# SECTION DU DOCUMENT
◇ ◇ ◇ ◇ ◇ ◇ ◇
Texte publié dans le catalogue de l'exposition d'Erwan Ballan "It takes two to tango", Espace d'art contemporain Camille Lambert, Juvisy/Orge, mars 2010
« Toute une série d’observations mystérieuses entre l’état de taches et l’état de choses ou d’objets interviennent, coordonnent de leur mieux des données brutes incohérentes, résolvent des contradictions, introduisent des jugements formés depuis la première enfance, nous imposent des continuités, des liaisons, des modes de transformation que nous groupons sous les noms d’espace, de temps, de matière et de mouvement »[1].
Erwan Ballan se situe à proximité de la peinture. Ses pâtes de silicone colorées courant sur les murs dans des entrelacs complexes ont quelque chose à voir avec la peinture. Une peinture un peu épaisse qu’il ne voudrait pas dégrossir et qu’il garderait, sans la diluer. Il choisit même de l’épaissir, au point qu’elle devienne un objet. Dans son travail il y a tension d’un élément à l’autre : de la peinture au dessin et du dessin à l’objet, à travers tout un système de trames et de réseaux. L’objet de la peinture est indécis, dit Valéry[2] : ni imitation d’un réel, ni amusement de l’œil par un bel arrangement de couleurs. Si les œuvres d’Erwan Ballan ressemblent à des peintures mais ne sont pas des peintures, si elles prennent en charge quelque chose de la peinture, elles sont donc doublement indécises, plus indécises encore que s’il s’agissait – vraiment – de peinture. Dérouler un tissus de calicot pour former une ligne sur un mur, entremêler des fils de scoubidou comme autant de traits possibles d’un dessin, laisser ces fils en rouleaux pendant au sol, en deçà de la surface du tableau, comme des hors champs possibles : tous les processus qu’invente Ballan semblent faits pour sortir du cadre du tableau. Par l’utilisation de miroirs et d’objets, l’artiste fait signe vers un réel.
De la peinture, il garde trois éléments : la couleur, le dessin, le cadre devenu écran de verre, qu’il transforme en des objets dans lequel l’espace environnant se reflète. Des bobines de fils multicolores de scoubidou sont emprisonnées derrière un écran (Thanks for all, Lulu, e.t.c.). Dans les Peintures plastic, e.t.c, des réseaux en silicone rose placés derrière une plaque de plexiglas laissent visibles le mur, tandis qu’ils courent en tous sens par les côtés et en deçà du tableau. Par endroits, des masses de matière s’appliquent par écrasement. Comme si toute composition (rétinienne) s’opérait par pression sur une matière (haptique), dans une répartition des masses qui, tout en laissant une place à l’aléatoire et au désordre, rappelle une histoire de la peinture moderne – empâtements, hautes pâtes.
◇ ◇ ◇ ◇ ◇ ◇ ◇
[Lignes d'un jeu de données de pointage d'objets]
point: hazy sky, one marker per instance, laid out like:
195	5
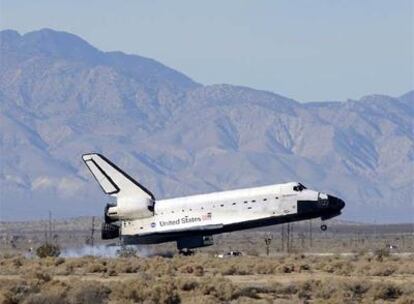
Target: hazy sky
307	50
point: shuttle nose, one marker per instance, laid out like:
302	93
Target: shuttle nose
335	203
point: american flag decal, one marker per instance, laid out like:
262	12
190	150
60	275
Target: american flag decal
206	217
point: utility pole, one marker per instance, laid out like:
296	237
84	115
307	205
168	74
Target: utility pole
92	231
310	234
288	238
268	239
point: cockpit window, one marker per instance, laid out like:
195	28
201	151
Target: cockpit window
298	187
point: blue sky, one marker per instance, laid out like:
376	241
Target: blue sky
307	50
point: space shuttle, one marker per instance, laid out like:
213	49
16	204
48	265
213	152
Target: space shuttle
137	217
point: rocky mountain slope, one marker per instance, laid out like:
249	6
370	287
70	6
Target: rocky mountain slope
60	97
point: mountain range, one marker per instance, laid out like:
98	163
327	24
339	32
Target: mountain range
61	97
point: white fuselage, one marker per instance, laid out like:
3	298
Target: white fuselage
218	209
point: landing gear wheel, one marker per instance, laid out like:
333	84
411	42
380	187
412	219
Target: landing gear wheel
186	252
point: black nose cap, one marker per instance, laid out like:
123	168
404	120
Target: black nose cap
335	203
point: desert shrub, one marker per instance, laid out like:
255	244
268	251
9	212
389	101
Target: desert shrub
48	250
381	253
59	261
88	292
284	289
286	268
385	291
187	284
6	297
327	289
95	267
44	298
356	289
249	292
198	270
382	270
126	252
219	287
164	291
405	300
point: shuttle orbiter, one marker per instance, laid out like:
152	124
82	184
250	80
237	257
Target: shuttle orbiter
138	218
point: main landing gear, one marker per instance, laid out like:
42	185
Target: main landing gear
185	252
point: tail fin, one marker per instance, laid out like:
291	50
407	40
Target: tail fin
113	180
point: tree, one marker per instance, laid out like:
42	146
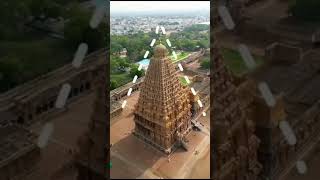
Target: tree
205	63
113	84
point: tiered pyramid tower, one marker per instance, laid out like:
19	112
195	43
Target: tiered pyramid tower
234	142
162	116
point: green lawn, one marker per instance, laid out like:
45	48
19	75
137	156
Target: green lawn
235	62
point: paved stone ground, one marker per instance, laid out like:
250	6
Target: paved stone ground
132	158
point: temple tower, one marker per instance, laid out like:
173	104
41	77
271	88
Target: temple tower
234	142
162	116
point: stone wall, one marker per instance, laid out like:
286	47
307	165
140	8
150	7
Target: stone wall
35	100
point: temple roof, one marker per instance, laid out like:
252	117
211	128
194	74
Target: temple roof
160	51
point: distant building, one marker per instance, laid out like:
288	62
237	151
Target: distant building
123	53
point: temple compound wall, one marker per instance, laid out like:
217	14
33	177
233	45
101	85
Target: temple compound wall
35	100
18	153
299	106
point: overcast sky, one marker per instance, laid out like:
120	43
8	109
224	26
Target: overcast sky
125	7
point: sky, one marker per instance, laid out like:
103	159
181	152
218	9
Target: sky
127	7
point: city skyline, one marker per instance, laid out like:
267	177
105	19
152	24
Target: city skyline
159	7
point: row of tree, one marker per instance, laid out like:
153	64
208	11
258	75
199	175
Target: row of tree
190	39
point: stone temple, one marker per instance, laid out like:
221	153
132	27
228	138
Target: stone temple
163	112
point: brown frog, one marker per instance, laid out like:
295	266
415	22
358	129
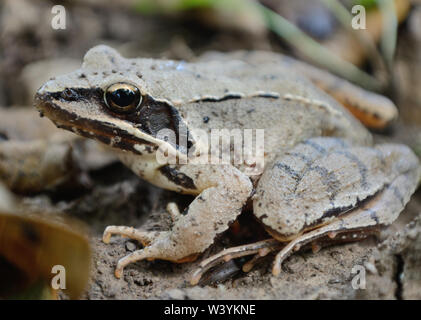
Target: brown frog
318	177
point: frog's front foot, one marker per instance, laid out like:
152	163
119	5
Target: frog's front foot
224	191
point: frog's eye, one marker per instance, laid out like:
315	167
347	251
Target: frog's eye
122	97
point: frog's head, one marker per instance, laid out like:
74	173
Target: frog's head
107	100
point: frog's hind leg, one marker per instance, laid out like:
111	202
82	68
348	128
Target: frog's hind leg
376	212
326	190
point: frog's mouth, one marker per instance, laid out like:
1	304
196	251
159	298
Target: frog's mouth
84	119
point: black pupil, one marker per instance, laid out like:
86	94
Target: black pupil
123	97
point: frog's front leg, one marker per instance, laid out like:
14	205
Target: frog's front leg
222	192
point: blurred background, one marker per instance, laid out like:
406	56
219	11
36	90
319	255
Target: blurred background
52	171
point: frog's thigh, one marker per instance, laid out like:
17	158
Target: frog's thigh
223	192
324	179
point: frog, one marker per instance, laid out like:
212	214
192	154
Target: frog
321	180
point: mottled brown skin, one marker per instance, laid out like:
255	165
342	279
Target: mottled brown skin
254	93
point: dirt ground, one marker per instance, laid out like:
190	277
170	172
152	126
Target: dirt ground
31	52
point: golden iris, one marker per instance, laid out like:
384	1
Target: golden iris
122	97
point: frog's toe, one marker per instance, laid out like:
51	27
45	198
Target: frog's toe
259	249
144	237
135	256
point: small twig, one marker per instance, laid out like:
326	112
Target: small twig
316	52
390	31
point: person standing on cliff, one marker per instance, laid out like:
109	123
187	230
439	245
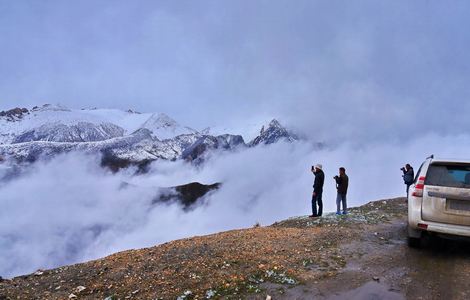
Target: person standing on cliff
317	191
408	176
342	182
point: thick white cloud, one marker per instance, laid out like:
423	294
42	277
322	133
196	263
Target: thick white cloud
70	210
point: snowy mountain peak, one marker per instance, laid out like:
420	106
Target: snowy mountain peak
272	134
164	127
51	107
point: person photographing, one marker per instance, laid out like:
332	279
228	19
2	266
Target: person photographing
342	182
317	190
408	176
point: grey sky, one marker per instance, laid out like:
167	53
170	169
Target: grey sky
369	70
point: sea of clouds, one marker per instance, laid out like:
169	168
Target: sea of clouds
69	209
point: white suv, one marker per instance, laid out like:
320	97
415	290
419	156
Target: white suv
439	200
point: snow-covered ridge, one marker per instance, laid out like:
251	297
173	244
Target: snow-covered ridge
27	135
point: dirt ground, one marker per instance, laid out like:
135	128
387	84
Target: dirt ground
362	255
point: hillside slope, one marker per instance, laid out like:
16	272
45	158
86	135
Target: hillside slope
362	254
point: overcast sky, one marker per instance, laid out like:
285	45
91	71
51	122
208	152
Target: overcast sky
362	69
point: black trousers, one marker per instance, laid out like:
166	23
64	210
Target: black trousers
317	200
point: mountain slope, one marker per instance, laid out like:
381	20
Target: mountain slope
273	133
123	137
300	258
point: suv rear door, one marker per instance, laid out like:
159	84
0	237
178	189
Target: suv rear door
446	195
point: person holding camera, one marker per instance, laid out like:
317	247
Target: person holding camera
408	176
317	190
342	182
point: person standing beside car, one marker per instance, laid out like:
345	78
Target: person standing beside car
342	182
408	176
317	191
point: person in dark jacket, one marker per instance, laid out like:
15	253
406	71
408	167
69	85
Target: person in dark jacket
317	191
342	182
408	176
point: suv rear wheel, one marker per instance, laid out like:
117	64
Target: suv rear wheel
414	242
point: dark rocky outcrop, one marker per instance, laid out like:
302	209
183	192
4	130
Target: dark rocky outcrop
188	195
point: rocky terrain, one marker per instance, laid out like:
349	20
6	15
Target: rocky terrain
362	255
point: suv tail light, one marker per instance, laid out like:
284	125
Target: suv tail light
419	187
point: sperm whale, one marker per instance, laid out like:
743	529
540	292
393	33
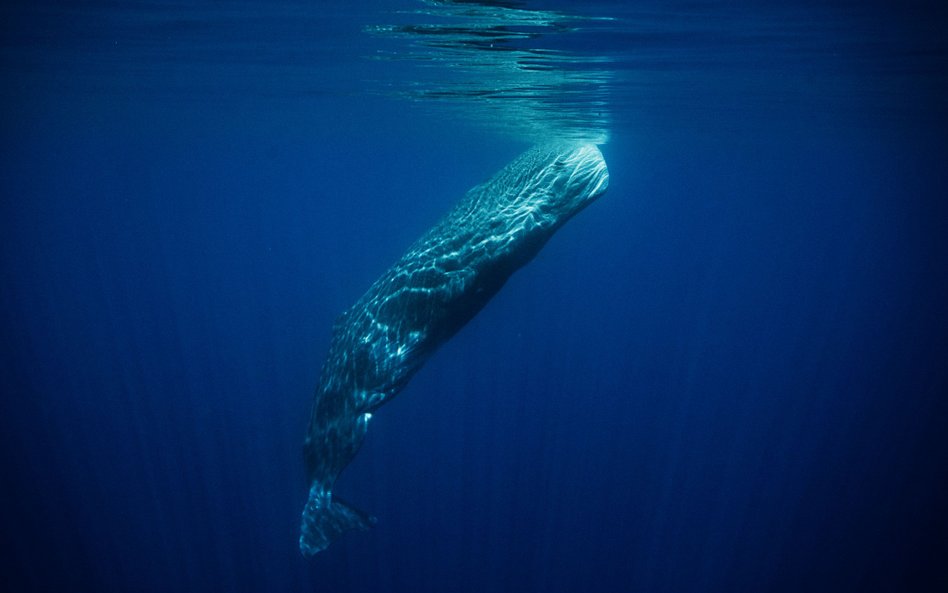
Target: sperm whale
442	281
◇ ◇ ◇ ◇ ◇ ◇ ◇
# CONSIGNE
Recopiez fidèlement le passage du texte sur le travail d'Erwan Ballan qui commence par « De la peinture, il » et se termine par « empâtements, hautes pâtes. ».

# RÉPONSE COMPLÈTE
De la peinture, il garde trois éléments : la couleur, le dessin, le cadre devenu écran de verre, qu’il transforme en des objets dans lequel l’espace environnant se reflète. Des bobines de fils multicolores de scoubidou sont emprisonnées derrière un écran (Thanks for all, Lulu, e.t.c.). Dans les Peintures plastic, e.t.c, des réseaux en silicone rose placés derrière une plaque de plexiglas laissent visibles le mur, tandis qu’ils courent en tous sens par les côtés et en deçà du tableau. Par endroits, des masses de matière s’appliquent par écrasement. Comme si toute composition (rétinienne) s’opérait par pression sur une matière (haptique), dans une répartition des masses qui, tout en laissant une place à l’aléatoire et au désordre, rappelle une histoire de la peinture moderne – empâtements, hautes pâtes.